**READING TEXT**
=====

As the main company reporting season approaches, details of the true impact of the Asian crisis are starting to emerge.
Swiss-Swedish engineering giant ABB, which wants to expand in Asia, last week reported a fall in pre-tax profits from $1.9bn (£1.2bn) to $853m. It said the fall was mainly due to a restructuring charge of $886m and the loss of the Bakun dam contract in Malaysia for which it has allowed $100m.
But Goran Lindahl, ABB president and chief executive, believes Asia will ‘bounce back in the next two to three years and resume growth even faster than before. The region’s long-term need for infrastructure and industrial investments remains’.
He adds: ‘As their currencies fall, it presents an opportunity locally to acquire and set up business, which may help to compensate for some of the shortfall in orders.’
In the short-term, Asia’s troubles have galvanised ABB into accelerating restructuring. It wants to boost productivity in the West ‘retaining core competencies there’ and to expand in Asia. Lindahl says it acted early to ‘grab new opportunities as soon as they emerge’.

=====

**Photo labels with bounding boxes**
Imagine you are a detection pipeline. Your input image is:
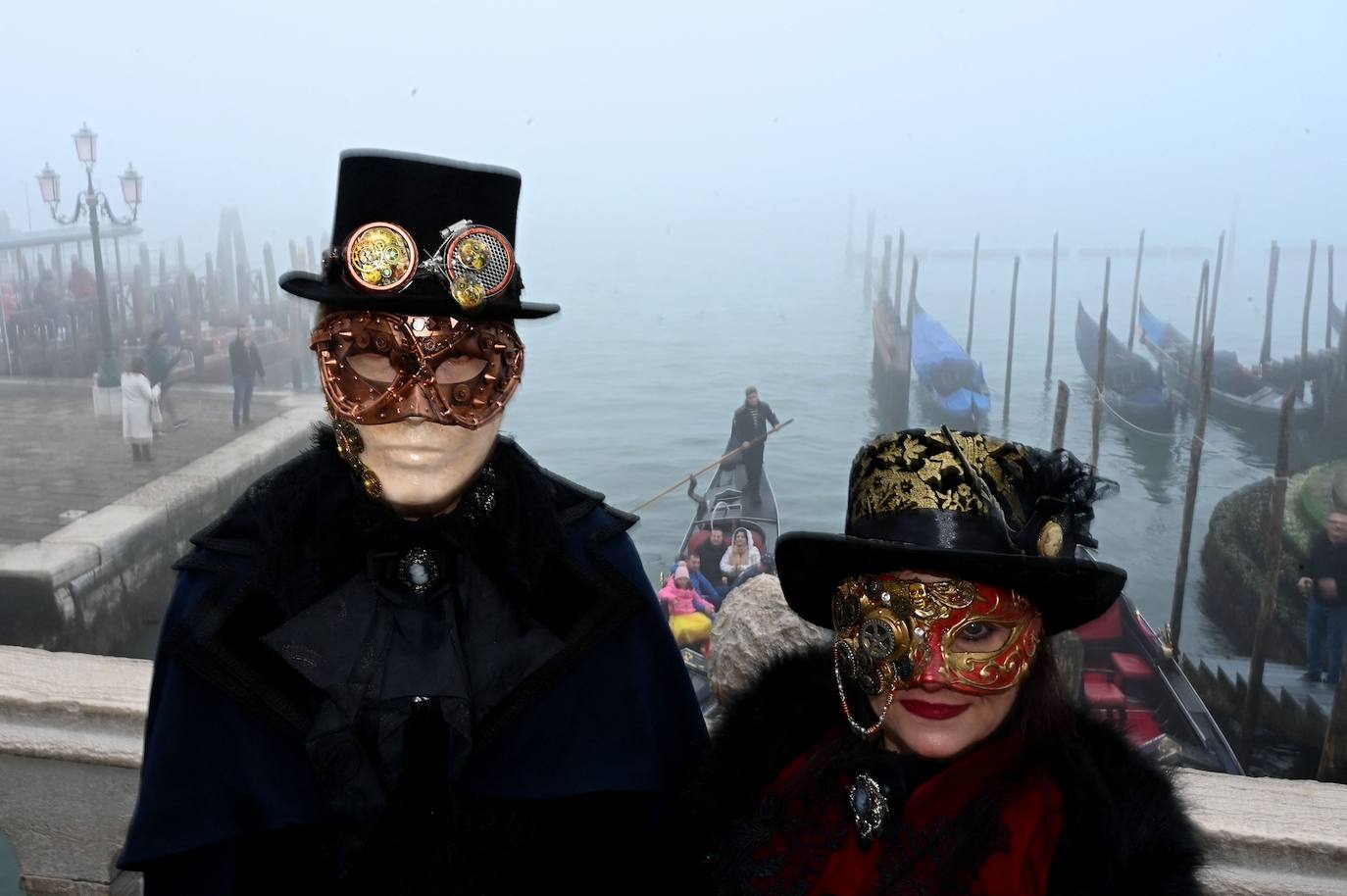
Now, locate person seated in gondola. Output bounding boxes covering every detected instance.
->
[721,525,763,586]
[695,525,730,597]
[730,554,775,591]
[660,564,716,647]
[670,551,721,609]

=====

**TASKS TO CARRY OUT**
1. Copy the part of the ABB article that opens with the words containing "He adds: ‘As" and closes with "as they emerge’.", renaming "productivity" to "efficiency" throughout.
2. Carry the ABB article further, starting right after its last sentence.
The material has no connection to the article about ABB.

**WRITTEN RESPONSES**
1.
He adds: ‘As their currencies fall, it presents an opportunity locally to acquire and set up business, which may help to compensate for some of the shortfall in orders.’
In the short-term, Asia’s troubles have galvanised ABB into accelerating restructuring. It wants to boost efficiency in the West ‘retaining core competencies there’ and to expand in Asia. Lindahl says it acted early to ‘grab new opportunities as soon as they emerge’.

2.
In October it announced a plan to axe 11,700 jobs (up to 16,500 if the figure includes those at Adtranz, its 50:50 joint venture with Daimler-Benz). The cuts come mainly in North America and Europe, and include the closure of 13 factories.
Half the restructuring relates to power generation. The rest concerns power transmission and distribution, and industrial and building systems.
ABB’s management knows how to handle redundancy; it cut 59,000 jobs in western Europe and North America from 1991 96. But it created 56,000 jobs in the same period mainly in Asia and eastern Europe.
Expansion in Asia, argues Eberhard von Koerber, the ABB executive responsible for Europe, Africa and the Middle East, will not undermine the company’s European operations. He insists the West will remain a big part of ABB’s business despite the drive to far-off markets.
‘Up to 50% of ABB’s volume is generated in Europe, including central and eastern Europe, and this is not expected to change,’ he says.
The company’s final-year results, says Lindahl, hide the fact that ABB is doing well. The ‘indefinite’ Bakun delay, he argues, which affected the power generation and distribution segments, masks the company’s underlying growth.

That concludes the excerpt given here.